WORK TO COMPLETE :: Restate each line word for word. Leave out every picture.

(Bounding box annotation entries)
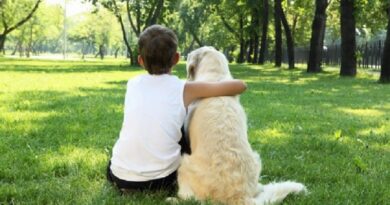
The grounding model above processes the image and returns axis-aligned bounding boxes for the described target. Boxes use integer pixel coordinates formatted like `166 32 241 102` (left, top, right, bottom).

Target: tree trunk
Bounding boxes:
246 38 254 63
379 5 390 83
274 0 282 67
237 16 246 63
279 0 295 69
307 0 328 73
114 48 119 58
259 0 269 64
340 0 356 76
0 34 7 52
0 0 42 53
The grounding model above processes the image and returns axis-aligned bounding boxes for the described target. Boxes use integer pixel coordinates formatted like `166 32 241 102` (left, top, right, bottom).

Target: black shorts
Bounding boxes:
107 161 177 192
107 127 191 193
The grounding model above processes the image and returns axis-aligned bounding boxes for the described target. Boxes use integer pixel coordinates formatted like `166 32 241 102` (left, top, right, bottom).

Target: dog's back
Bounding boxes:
178 47 306 205
189 97 260 204
179 48 260 204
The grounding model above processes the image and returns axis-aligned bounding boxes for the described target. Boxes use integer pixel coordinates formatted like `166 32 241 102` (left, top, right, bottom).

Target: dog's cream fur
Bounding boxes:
178 47 305 205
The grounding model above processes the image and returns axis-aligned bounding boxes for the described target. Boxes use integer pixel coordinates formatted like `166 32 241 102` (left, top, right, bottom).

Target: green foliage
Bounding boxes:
0 58 390 205
0 0 36 31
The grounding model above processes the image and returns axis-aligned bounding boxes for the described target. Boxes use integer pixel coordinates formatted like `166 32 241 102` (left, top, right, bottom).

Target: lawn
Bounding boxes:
0 58 390 205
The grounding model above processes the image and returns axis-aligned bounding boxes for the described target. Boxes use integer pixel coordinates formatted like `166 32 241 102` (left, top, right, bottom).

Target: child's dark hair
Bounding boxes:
138 25 177 74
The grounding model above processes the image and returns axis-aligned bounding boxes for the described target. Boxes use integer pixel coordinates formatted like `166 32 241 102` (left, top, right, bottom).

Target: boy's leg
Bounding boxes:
107 161 177 193
179 126 191 154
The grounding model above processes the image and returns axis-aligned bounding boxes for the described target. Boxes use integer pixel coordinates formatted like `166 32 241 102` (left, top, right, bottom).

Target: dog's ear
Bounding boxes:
187 53 198 81
187 63 196 81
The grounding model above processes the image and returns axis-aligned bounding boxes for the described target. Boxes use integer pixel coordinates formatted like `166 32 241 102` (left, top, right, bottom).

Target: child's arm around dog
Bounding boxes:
184 80 246 107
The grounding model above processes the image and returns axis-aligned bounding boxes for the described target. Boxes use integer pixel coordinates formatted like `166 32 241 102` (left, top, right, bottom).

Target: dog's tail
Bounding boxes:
254 181 307 205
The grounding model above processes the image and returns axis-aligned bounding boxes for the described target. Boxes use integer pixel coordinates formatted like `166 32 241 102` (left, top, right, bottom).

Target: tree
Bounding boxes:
179 0 209 46
91 0 175 65
278 2 295 69
307 0 330 73
0 0 41 52
340 0 356 76
7 3 63 57
274 0 282 67
259 0 269 64
379 2 390 83
214 0 250 63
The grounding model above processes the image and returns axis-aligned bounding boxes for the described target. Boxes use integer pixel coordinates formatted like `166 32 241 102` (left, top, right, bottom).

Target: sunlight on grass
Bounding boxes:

THE OUTPUT ::
The grounding model above processes the image and returns axis-aligned bounding boxes for the described target. Boxes use integer pixel coordinates formatted like `166 32 241 102` (left, top, right, bottom).

Target: tree trunk
Bounding boxes:
246 38 254 63
379 5 390 83
274 0 282 67
237 16 246 63
279 0 295 69
307 0 328 73
114 48 119 58
259 0 269 64
340 0 356 76
0 34 7 52
0 0 42 53
The grounding model above processes the image and returns axis-aligned bounding boxes for the described target. Boxes use integer pixel coordinates formatted like `166 32 241 102` (left, top, right, bottom).

Target: black shorts
Bounding boxes:
107 161 177 192
107 127 191 193
The grounding model above processes the image and returns axis-aligned bounding boxes for the described target. Boxes use integer pixel coordinates formatted like `166 32 241 102` (left, top, right, bottom).

Target: dog's back
Bounding boxes:
178 47 306 205
189 97 260 204
179 48 260 204
The grounding model above processes the image and returns axis-aligned bounding boxes for the described target. Boxes use integer pixel coordinates formatted like `166 32 241 102` (left, top, right, bottom).

Target: dog's cream fur
Bounding boxes:
178 47 305 205
The grounding model above processes the image and returns axis-aligned bounding boxes for the described target. Boxes use integer pixel coordinates formatted like `166 32 241 102` (left, top, right, bottom).

Target: green foliage
Bounding boxes:
0 58 390 205
0 0 36 31
The grounding model above processes the image and returns axis-aligned bounding boxes for the described target. Boxes use integer pixel coordinates formatted like `166 32 241 102` (left, top, right, bottom).

Target: lawn
Bounding boxes:
0 58 390 205
The grounding model above processes the image and returns axis-aligned bounding boxes for the described target. Boxes use integer pixel coordinates formatted like `166 32 241 102` (left, top, right, bottom).

Target: child's dark hair
Bounding boxes:
138 25 177 74
The grounding model above processes the image and returns axis-aligned bounding boxes for the described target. Boxes use integer pixel coordinates formatted like `166 32 241 102` (left, top, right, bottom).

Target: boy's leg
Bounding boxes:
107 161 177 193
179 126 191 154
The grounding model above processes the image and returns axis-aligned bounding boxes for the described target. Boxes use integer pixel coordinates formatted like `166 32 241 102` (left, top, right, bottom).

Target: dog's ear
Bounding boxes:
187 53 198 81
187 63 196 81
The grounding model above processes the image and returns axis-aligned bounding boxes for the described target. Boxes use integer pixel coordinates formatted like `166 32 241 102` (left, top, right, bottom).

Target: child's arm around dog
Bounding boxes:
184 80 246 107
The grounding model above processes the image and returns axis-aligned bounding boxes for the described target. Boxes use integer pixel coordinates formatted like `166 32 241 102` (left, top, right, bottom).

Target: dog's tail
Bounding boxes:
254 181 307 205
The grounding model above processes the image and returns axis-aligned bounding boxes for the described target. Boxes use integer pixel coordinates formatted like `166 32 241 102` (left, top, right, bottom).

Target: tree
Bounding boxes:
179 0 209 46
91 0 175 65
278 2 295 69
307 0 330 73
0 0 41 52
340 0 356 76
7 3 63 57
274 0 282 67
259 0 269 64
379 2 390 83
214 0 250 63
The grounding model above processes the image and returns axis-aligned bounding boxes for the described target. Boxes use integer pixel coordinates formatted like `166 32 241 102` (left, top, right, bottom).

Target: sunlight on grass
Bounding boxes:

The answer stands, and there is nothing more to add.